◆ **Verilen Metin**
%%

9 Ekim 2013 Çarşamba
8 Ekim 2013 Salı
"Çivili Tahta" İşbaşı İSG Konuşmaları No:144
Ruhi Öktem
Ağustos 2011 Ayvalık
I-GİRİŞ
Çivili tahtanın öyküsü ile
sizlerle, iş sağlığı ve iş güvenliği konusunda bir gezinti yaparak, bir çivili
tahtanın nelere kadir olduğu, bazı kavramları da katarak, açıklanmaya,
anlatılmaya çalışılacaktır.
Kaynak: Ruhi
ÖKTEM, İş Sağlığı ve İş Güvenliği, KOSGEB Yayın No: 20,1994, ISBN 975-7608-33-5
Ankğitim Merkezi, Türk Tarih Kurumu Basımevi
“Gözü kör mü
basmasaydı”
“Gözü kör mü düşmeseydi”

%%

◆ **Verilen Malzeme**

%%

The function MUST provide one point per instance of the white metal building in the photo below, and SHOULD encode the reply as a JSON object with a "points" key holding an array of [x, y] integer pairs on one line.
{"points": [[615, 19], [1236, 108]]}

%%

◆ **Görev**
Çivili tahta metninde "9 Ekim 2013" ile "anlatılmaya çalışılacaktır." arasındaki bölümü, bu ifadeler de dahil olmak üzere harfi harfine tekrarlayın.

◆ **Alıştırma Çıktısı**
9 Ekim 2013 Çarşamba
8 Ekim 2013 Salı
"Çivili Tahta" İşbaşı İSG Konuşmaları No:144
Ruhi Öktem
Ağustos 2011 Ayvalık
I-GİRİŞ
Çivili tahtanın öyküsü ile
sizlerle, iş sağlığı ve iş güvenliği konusunda bir gezinti yaparak, bir çivili
tahtanın nelere kadir olduğu, bazı kavramları da katarak, açıklanmaya,
anlatılmaya çalışılacaktır.